Task goal » From the line that includes "the black machine" to the last line of the data, quote each line precisely; both boundary lines belong in the answer.

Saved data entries
━━━━━━━━━━━━━━━━━━━━━━━━━━━━━━

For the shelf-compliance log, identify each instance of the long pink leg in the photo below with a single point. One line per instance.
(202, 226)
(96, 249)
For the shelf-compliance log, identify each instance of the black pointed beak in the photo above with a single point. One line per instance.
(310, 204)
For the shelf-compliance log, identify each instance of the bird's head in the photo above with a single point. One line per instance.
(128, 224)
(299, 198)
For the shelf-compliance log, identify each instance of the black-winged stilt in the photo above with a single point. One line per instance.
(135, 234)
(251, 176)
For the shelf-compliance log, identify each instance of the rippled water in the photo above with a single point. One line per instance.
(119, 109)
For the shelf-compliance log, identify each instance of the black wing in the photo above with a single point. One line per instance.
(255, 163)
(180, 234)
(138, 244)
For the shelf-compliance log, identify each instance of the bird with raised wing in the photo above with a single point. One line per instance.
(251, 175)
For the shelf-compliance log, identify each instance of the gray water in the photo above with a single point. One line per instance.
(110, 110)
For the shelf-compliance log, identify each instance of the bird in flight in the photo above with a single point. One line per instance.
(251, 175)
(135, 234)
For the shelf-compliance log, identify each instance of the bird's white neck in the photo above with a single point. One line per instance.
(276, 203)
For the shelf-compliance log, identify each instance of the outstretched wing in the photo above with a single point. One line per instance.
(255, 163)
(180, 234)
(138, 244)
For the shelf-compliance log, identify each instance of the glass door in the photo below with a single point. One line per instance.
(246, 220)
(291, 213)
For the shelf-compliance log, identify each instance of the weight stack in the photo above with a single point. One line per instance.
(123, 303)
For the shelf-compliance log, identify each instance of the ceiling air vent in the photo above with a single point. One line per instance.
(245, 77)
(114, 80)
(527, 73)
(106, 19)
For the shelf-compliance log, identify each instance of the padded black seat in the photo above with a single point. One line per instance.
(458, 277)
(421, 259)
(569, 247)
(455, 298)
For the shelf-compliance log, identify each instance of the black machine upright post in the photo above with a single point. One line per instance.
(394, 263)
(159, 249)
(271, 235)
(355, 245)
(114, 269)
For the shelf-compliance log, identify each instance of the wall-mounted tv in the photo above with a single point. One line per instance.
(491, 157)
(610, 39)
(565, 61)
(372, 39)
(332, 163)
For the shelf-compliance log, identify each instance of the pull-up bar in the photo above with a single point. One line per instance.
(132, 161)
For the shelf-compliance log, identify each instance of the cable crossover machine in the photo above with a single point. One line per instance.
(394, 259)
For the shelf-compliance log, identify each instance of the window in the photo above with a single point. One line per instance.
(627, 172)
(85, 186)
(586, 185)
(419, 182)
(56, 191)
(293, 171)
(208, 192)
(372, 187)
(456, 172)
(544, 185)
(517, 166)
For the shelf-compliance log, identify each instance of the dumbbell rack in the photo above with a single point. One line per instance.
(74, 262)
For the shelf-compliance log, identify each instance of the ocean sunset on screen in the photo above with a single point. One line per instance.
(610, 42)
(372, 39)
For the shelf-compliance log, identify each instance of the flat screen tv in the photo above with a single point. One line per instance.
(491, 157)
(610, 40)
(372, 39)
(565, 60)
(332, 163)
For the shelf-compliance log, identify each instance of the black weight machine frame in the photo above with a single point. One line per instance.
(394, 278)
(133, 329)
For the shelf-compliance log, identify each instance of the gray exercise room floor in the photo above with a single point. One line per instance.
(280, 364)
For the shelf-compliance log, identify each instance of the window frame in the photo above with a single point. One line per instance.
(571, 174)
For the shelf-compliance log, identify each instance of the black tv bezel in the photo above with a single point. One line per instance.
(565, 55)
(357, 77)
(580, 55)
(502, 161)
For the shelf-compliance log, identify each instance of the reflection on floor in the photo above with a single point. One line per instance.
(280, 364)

━━━━━━━━━━━━━━━━━━━━━━━━━━━━━━

Solution to this problem »
For the shelf-compliance log, identify each instance of the black machine upright post in the photo above with a single point. One line per instance.
(394, 263)
(159, 249)
(271, 235)
(355, 245)
(114, 269)
For the shelf-compliance log, identify each instance of the wall-mounted tv in the photo above with a single point. One line per instance.
(491, 157)
(610, 39)
(565, 61)
(372, 39)
(332, 163)
For the shelf-compliance log, identify each instance of the pull-up bar in the photo above with a single point. One line per instance.
(132, 161)
For the shelf-compliance log, identify each instance of the cable crossover machine in the photo above with a single point. One line per instance.
(394, 259)
For the shelf-compliance log, identify each instance of the window in the photo above with a single point. One line per instance.
(627, 172)
(85, 186)
(586, 185)
(419, 182)
(56, 191)
(293, 171)
(208, 192)
(372, 187)
(456, 172)
(544, 185)
(517, 166)
For the shelf-compliance log, identify each instance of the dumbbell rack in the photo above with a single point. One line per instance.
(74, 262)
For the shelf-compliance log, identify each instance of the ocean sunset on screen in the photo above with a single point. One line per instance.
(610, 42)
(372, 39)
For the shelf-compliance log, identify each instance of the flat screen tv in the photo above with a single point. One line per instance.
(491, 157)
(610, 40)
(372, 39)
(565, 60)
(332, 163)
For the shelf-compliance log, identify each instance of the black weight machine frame in the photo above with a single point. One line per instance.
(394, 278)
(133, 329)
For the shelf-compliance log, identify each instance of the gray exercise room floor in the photo above with a single point. One line per instance.
(280, 364)
For the shelf-compliance log, identify each instance of the window frame in the photo above with a single point. One line per instance.
(571, 174)
For the shelf-compliance log, identify each instance of the black tv bezel in the photo above with a single point. One line per instance.
(565, 55)
(357, 77)
(580, 55)
(502, 161)
For the shelf-compliance log, identify each instance of the reflection on floor in the photo above with a single point. One line per instance.
(280, 364)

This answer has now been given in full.